(DOCUMENT TEXT begins)

American college football season

The 1975 Washington State Cougars football team was an American football team that represented Washington State University in the Pacific-8 Conference (Pac-8) during the 1975 NCAA Division I football season. In their eighth season under head coach Jim Sweeney, the Cougars compiled a 3–8 record (0–7 in Pac-8, last) and were outscored 295 to 262.

The team's statistical leaders included John Hopkins with 1,022 passing yards, Vaughn Williams with 662 rushing yards, and Brian Kelly with 371 receiving yards.

With two wins to open the season, followed by seven consecutive losses, the Cougars took out their frustrations on over-matched neighbor Idaho in the Battle of the Palouse on November 15, scoring eight touchdowns in the first half on the way to an 84–27 rout. The next week at Husky Stadium in Seattle, WSU led rival Washington 27–13 with three minutes left in Don James' first Apple Cup, but gave up two long touchdowns to lose by a point.

Sweeney resigned a week later, and was promptly hired at Fresno State.

This was the first season for the concrete north grandstand at Martin Stadium; the student section, it was formerly a wooden grandstand constructed in the 1930s as part of Rogers Field. (1975 aerial photo)

(DOCUMENT TEXT ends)

AIM OF THE TASK.
Answer these questions using the text about the 1975 Washington State Cougars.
1. Which player led the team with 662 rushing yards?
2. What was the final score of the game against Idaho on November 15?
3. Which school hired Jim Sweeney after he resigned?
Use only the text above as the source.

(DATASET EXTRACT begins)

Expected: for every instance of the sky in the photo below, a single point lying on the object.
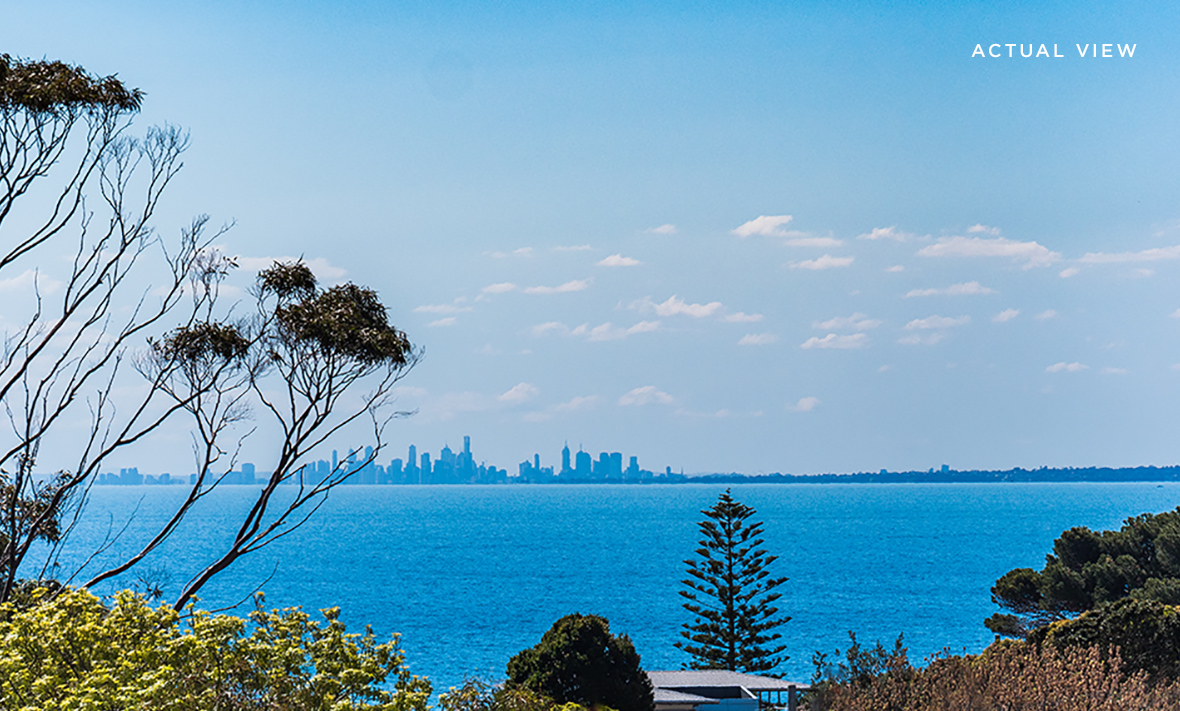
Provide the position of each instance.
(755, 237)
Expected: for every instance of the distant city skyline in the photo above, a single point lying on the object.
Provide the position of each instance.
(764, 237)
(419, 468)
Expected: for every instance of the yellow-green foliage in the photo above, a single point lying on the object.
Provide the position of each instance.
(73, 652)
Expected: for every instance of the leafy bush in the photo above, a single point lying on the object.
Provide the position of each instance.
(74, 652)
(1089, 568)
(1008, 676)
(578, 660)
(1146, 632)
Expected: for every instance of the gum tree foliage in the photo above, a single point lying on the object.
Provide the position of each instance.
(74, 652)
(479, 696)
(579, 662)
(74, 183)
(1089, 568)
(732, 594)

(DATASET EXTRACT ends)

RESPONSE AREA.
1. Vaughn Williams
2. 84–27
3. Fresno State